Problem statement> Repeat the records exactly, so that each line matches the original.

--- Records shown Enclosed Below ---

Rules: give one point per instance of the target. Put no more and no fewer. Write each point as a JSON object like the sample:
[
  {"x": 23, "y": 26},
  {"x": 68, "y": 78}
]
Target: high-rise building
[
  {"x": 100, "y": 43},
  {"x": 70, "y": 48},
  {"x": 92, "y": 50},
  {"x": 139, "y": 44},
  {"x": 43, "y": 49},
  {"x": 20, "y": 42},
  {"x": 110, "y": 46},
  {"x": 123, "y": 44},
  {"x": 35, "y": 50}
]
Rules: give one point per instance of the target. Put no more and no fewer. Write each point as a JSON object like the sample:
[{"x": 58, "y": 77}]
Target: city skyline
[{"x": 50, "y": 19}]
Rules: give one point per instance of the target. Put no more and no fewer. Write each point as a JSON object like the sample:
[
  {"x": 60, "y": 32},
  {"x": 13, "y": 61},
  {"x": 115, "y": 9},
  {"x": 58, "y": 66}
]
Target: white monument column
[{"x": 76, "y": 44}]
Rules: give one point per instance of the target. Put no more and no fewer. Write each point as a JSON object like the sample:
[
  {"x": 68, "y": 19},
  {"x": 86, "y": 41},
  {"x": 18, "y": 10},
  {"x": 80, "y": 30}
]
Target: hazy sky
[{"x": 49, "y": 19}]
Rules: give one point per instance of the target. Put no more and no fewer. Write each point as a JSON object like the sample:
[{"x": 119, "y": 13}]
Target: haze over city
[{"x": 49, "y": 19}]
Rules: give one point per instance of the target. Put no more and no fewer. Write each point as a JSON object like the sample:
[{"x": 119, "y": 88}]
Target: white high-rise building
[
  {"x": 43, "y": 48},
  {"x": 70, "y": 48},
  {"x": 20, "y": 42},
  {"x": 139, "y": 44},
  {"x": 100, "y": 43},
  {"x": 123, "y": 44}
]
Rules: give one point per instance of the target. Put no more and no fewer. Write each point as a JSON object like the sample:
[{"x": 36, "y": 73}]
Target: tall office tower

--- End of Enclosed Records shown ---

Completed task>
Rules: give one point per instance of the target. Put no more and no fewer. Write each point as a JSON object like the sample:
[
  {"x": 23, "y": 26},
  {"x": 68, "y": 78}
]
Target: high-rise building
[
  {"x": 100, "y": 43},
  {"x": 70, "y": 48},
  {"x": 92, "y": 50},
  {"x": 139, "y": 44},
  {"x": 43, "y": 49},
  {"x": 20, "y": 42},
  {"x": 110, "y": 46},
  {"x": 123, "y": 44},
  {"x": 35, "y": 50}
]
Rules: give one point per instance of the target. Put no more and no fewer. Write each point as a JSON object like the sample:
[{"x": 58, "y": 77}]
Target: city skyline
[{"x": 50, "y": 19}]
Rules: give one point per instance of the target. Put no more and no fewer. Write each point as a JSON object like the sample:
[
  {"x": 60, "y": 32},
  {"x": 13, "y": 61},
  {"x": 115, "y": 9},
  {"x": 58, "y": 66}
]
Target: white monument column
[{"x": 76, "y": 44}]
Rules: give one point per instance of the target. Put no more and no fewer. Write each point as a JSON object like the sample:
[
  {"x": 68, "y": 19},
  {"x": 86, "y": 41},
  {"x": 18, "y": 10},
  {"x": 80, "y": 30}
]
Target: hazy sky
[{"x": 49, "y": 19}]
Rules: give one point per instance of the target. Put no more and no fewer. Write each point as a JSON object like the sample:
[{"x": 119, "y": 13}]
Target: haze over city
[{"x": 49, "y": 19}]
Rules: give one point per instance of the target. Put no more and no fewer. Write each point as a JSON object like the sample:
[{"x": 119, "y": 88}]
Target: white high-rise building
[
  {"x": 43, "y": 48},
  {"x": 70, "y": 48},
  {"x": 20, "y": 42},
  {"x": 139, "y": 44},
  {"x": 100, "y": 43},
  {"x": 123, "y": 44}
]
Rules: give one point per instance of the target. Put no more and no fewer. Write each point as a JSON object like the sample:
[{"x": 36, "y": 73}]
Target: tall office tower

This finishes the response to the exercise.